### TO DO
Give back exactly the stretch of data below from the line holding "the snow patch" through the line holding "Wildlife-tally request: point out every instance of the boulder", both ends included, and leave the remaining lines out.

---- EXTRACTED INFORMATION

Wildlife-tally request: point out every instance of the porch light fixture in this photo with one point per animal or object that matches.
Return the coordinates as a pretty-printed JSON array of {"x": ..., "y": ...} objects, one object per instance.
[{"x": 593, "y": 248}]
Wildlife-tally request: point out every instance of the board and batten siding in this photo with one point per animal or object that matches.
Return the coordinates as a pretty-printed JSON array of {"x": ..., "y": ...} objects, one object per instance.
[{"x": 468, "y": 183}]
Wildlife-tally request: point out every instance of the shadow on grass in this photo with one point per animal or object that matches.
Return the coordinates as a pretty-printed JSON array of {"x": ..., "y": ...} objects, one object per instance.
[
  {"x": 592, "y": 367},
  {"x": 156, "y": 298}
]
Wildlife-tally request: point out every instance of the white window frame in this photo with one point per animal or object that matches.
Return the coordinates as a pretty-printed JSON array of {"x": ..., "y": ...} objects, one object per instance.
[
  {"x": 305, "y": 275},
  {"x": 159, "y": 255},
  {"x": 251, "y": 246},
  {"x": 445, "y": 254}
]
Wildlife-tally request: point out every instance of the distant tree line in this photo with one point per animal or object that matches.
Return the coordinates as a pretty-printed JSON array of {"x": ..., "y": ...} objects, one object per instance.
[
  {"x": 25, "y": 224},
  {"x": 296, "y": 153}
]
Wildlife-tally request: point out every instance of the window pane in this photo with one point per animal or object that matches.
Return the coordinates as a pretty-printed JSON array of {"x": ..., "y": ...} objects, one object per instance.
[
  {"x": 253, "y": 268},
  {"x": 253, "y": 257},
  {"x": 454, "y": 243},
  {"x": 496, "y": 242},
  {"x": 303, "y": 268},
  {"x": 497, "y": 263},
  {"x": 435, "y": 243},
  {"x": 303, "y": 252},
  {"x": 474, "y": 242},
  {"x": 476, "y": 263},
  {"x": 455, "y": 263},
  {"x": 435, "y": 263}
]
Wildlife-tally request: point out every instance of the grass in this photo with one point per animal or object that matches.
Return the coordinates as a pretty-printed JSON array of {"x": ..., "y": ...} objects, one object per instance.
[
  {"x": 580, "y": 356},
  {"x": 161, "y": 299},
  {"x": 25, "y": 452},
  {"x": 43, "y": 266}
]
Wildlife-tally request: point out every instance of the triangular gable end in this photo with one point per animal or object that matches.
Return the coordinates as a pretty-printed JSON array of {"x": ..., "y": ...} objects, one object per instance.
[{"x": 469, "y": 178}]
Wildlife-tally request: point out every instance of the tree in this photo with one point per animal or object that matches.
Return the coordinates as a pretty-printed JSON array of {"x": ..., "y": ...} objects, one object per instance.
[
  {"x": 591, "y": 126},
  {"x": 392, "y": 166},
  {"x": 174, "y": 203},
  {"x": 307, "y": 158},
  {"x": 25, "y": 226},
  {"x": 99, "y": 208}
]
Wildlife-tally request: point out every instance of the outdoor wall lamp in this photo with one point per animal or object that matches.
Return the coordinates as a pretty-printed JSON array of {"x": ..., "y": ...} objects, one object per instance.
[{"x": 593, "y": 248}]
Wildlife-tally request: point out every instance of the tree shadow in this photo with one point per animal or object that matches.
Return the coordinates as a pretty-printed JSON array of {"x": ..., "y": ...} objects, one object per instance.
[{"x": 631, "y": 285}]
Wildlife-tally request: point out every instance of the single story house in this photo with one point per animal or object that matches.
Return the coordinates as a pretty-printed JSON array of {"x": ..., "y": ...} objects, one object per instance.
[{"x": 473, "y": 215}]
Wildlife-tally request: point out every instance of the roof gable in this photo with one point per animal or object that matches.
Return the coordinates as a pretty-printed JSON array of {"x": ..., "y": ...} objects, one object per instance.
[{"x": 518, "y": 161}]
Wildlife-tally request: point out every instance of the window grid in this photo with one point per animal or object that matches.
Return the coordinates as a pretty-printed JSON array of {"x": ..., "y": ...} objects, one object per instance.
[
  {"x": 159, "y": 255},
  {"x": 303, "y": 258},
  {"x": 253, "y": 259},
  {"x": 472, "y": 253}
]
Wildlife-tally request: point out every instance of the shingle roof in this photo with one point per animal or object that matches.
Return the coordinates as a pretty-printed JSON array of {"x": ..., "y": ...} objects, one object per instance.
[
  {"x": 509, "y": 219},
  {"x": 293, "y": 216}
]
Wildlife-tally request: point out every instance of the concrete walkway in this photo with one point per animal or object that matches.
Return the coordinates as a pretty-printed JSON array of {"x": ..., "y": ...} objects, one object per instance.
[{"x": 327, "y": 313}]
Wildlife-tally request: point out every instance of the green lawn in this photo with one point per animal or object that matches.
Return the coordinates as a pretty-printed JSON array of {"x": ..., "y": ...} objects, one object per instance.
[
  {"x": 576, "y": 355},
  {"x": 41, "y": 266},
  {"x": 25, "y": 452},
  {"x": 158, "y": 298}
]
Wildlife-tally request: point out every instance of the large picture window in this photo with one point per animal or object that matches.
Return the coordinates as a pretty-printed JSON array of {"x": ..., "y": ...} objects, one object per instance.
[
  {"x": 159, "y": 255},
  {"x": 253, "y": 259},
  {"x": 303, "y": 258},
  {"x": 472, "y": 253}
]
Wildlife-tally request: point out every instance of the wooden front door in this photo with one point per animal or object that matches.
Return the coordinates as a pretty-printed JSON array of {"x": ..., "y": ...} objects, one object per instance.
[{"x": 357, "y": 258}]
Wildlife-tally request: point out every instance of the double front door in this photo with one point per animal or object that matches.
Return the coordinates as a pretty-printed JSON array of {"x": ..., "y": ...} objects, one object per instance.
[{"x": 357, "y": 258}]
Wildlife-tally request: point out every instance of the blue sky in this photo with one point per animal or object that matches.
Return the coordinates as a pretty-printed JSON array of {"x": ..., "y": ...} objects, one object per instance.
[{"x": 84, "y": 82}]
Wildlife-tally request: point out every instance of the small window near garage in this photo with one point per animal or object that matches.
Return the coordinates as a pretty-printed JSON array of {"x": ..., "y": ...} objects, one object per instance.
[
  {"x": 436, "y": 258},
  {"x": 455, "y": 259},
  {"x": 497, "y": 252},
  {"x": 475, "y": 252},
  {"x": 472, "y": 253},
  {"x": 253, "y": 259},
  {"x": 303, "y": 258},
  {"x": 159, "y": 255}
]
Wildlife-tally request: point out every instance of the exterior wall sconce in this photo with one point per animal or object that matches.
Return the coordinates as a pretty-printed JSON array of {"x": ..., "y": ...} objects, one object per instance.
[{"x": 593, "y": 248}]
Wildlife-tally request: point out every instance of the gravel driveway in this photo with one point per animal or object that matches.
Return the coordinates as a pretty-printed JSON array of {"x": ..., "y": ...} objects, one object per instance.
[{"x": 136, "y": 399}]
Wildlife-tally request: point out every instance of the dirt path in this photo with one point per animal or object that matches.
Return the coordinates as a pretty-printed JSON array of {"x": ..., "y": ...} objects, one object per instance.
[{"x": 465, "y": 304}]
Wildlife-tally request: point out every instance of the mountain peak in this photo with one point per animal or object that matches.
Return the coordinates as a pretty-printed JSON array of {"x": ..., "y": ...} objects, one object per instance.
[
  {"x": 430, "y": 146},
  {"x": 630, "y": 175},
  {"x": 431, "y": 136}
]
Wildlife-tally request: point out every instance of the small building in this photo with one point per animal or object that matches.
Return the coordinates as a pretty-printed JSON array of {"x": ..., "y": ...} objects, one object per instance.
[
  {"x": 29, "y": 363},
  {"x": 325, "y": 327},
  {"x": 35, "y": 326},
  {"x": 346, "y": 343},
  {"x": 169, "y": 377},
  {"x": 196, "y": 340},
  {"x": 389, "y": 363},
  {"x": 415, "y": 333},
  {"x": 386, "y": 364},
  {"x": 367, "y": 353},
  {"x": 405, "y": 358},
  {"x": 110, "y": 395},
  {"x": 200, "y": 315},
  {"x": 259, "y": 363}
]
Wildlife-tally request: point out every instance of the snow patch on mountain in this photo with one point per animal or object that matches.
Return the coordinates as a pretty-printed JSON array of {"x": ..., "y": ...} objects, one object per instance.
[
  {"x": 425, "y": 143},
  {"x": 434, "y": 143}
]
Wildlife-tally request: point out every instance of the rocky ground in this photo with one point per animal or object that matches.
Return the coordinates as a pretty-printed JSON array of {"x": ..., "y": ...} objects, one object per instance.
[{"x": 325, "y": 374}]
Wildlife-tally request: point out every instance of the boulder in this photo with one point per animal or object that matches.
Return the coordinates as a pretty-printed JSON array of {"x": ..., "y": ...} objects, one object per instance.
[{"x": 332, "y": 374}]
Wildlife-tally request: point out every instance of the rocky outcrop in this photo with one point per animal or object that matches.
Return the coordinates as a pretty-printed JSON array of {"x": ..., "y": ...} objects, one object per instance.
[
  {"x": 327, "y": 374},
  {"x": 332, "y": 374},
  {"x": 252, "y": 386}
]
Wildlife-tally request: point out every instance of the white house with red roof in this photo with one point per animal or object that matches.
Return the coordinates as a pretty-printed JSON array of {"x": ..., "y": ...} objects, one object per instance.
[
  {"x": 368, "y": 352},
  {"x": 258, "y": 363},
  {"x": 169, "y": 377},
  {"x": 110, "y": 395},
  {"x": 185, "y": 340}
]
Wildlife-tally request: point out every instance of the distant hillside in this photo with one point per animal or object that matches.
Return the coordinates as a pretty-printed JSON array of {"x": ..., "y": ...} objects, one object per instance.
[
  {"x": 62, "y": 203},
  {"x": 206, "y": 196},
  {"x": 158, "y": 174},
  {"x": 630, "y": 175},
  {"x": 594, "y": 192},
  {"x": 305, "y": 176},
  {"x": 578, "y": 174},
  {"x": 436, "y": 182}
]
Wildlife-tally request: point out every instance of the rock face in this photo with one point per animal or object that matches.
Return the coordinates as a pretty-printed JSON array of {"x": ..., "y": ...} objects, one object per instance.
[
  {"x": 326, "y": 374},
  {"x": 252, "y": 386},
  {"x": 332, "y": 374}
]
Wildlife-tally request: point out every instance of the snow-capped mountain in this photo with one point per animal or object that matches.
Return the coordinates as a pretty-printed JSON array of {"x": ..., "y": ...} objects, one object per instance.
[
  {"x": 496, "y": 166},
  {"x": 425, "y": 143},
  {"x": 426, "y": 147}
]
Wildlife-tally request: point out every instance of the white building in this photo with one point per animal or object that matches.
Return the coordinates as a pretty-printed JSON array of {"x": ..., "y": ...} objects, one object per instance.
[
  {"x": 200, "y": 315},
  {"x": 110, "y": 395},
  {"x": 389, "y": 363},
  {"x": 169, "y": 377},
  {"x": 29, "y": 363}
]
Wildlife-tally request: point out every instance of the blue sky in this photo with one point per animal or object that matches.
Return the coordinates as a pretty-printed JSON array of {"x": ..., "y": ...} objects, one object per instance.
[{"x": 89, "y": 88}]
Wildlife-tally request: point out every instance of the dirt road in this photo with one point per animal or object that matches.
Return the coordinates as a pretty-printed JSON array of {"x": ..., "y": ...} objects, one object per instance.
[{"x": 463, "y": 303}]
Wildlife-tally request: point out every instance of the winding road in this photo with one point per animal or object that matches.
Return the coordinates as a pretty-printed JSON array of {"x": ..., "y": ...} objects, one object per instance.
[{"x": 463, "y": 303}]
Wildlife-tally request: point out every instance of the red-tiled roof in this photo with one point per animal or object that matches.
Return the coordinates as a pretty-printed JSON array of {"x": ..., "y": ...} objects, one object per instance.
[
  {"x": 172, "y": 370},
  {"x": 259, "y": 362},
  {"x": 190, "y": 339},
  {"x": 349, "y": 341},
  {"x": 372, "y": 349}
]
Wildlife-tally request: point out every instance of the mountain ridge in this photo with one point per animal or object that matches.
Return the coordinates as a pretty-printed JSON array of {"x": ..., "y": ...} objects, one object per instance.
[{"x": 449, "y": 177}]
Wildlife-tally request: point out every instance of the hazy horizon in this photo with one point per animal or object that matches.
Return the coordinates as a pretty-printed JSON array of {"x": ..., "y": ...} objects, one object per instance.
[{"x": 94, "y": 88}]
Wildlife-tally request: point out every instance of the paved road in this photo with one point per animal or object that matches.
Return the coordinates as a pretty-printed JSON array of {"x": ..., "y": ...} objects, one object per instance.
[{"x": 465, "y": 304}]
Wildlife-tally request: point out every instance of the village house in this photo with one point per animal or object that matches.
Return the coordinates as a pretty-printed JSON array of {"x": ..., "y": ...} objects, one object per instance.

--------

### RESPONSE AREA
Wildlife-tally request: point out every instance of the snow patch on mountain in this photo with one point per animal or object that matches.
Return the coordinates as a pretty-printed JSON array of {"x": ..., "y": ...} objects, one object per instance.
[
  {"x": 425, "y": 143},
  {"x": 434, "y": 143}
]
Wildlife-tally request: point out every instance of the rocky ground in this photo with one point per animal or object that matches.
Return the coordinates as a pretty-printed JSON array of {"x": ..., "y": ...} objects, one object per instance.
[{"x": 325, "y": 374}]
Wildlife-tally request: point out every instance of the boulder in this photo with one point per animal or object that matches.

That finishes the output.